◆ **Text excerpt**
COBOL, a 60-year-old computer language, is in the COVID-19 spotlight

By Mark Sullivan

Some states have found themselves in need of people who know a 60-year-old programming language called COBOL to retrofit the antiquated government systems now struggling to process the deluge of unemployment claims brought by the coronavirus crisis.

The states of Kansas, New Jersey, and Connecticut all experienced technical meltdowns after a stunning 6.6 million Americans filed for unemployment benefits last week.

They might not have an easy time finding the programmers they need. There just aren’t that many people around these days who know COBOL, or Common Business-Oriented Language. Most universities stopped teaching the language back in the 1980s. COBOL is considered a relic by younger coders.

“There’s really no good reason to learn COBOL today, and there was really no good reason to learn it 20 years ago,” says UCLA computer science professor Peter Reiher. “Most students today wouldn’t have ever even heard of COBOL.”

Meanwhile, because many banks, large companies, and government agencies still use the language in their legacy systems, there’s plenty of demand for COBOL programmers. A search for “COBOL Developer” returned 568 jobs on Indeed.com. COBOL developers make anywhere from $40 to more than $100 per hour.

Kansas governor Laura Kelley said the Kansas Department of Labor was in the process of migrating systems from COBOL to a newer language, but that the effort was postponed by the virus. New Jersey governor Phil Murphy wondered why such an old language was being used on vital state government systems, and classed it with the many weaknesses in government systems the virus has revealed.

COBOL, a 60-year-old computer language, is in the COVID-19 spotlight | DeviceDaily.com

[Image: Indeed.com]

The truth is, organizations often hesitate to change those old systems because they still work, and migrating to new systems is expensive. Massive upgrades also involve writing new code, which may contain bugs, Reiher says. In the worst-case scenario, bugs might cause the loss of customer financial data being moved from the old system to the new.

It still works (mostly)

COBOL, though ancient, is still considered stable and reliable—at least under normal conditions.

◆ **Exercise description**
According to the COBOL article, when did most universities stop teaching COBOL?

◆ **Entries provided**
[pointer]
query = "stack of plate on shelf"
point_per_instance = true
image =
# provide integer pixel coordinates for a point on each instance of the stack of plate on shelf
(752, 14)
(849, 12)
...
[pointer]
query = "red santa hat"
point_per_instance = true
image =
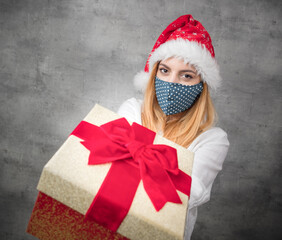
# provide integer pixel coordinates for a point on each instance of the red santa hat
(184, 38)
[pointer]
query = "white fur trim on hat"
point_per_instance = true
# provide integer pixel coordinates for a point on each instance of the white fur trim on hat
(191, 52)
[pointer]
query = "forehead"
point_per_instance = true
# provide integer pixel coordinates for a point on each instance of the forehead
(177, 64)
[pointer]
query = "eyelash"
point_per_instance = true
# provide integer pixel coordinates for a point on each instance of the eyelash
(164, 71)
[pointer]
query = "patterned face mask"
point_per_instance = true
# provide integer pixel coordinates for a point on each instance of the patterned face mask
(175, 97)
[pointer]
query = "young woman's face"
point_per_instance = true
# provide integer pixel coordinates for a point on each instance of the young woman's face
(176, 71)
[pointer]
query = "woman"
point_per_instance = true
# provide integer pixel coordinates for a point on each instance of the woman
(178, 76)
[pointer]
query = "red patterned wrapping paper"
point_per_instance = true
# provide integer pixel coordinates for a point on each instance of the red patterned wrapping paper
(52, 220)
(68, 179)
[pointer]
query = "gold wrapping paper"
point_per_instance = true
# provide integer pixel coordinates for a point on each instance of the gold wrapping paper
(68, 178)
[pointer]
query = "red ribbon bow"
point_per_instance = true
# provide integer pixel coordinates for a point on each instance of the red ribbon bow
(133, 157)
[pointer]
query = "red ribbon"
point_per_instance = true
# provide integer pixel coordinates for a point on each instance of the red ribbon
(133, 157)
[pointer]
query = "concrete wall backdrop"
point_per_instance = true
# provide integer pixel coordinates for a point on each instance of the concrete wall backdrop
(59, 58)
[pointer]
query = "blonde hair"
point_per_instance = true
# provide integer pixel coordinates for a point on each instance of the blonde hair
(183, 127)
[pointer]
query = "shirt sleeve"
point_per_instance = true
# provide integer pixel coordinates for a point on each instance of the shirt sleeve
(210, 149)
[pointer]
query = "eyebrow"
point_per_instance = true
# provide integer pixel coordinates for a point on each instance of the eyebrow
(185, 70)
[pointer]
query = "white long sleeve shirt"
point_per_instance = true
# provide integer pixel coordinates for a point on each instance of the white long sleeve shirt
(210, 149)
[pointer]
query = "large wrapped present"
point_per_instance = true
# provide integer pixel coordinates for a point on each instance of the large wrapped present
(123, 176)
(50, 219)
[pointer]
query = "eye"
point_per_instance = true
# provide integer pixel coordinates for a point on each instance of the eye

◆ **Result of the task**
In the 1980s.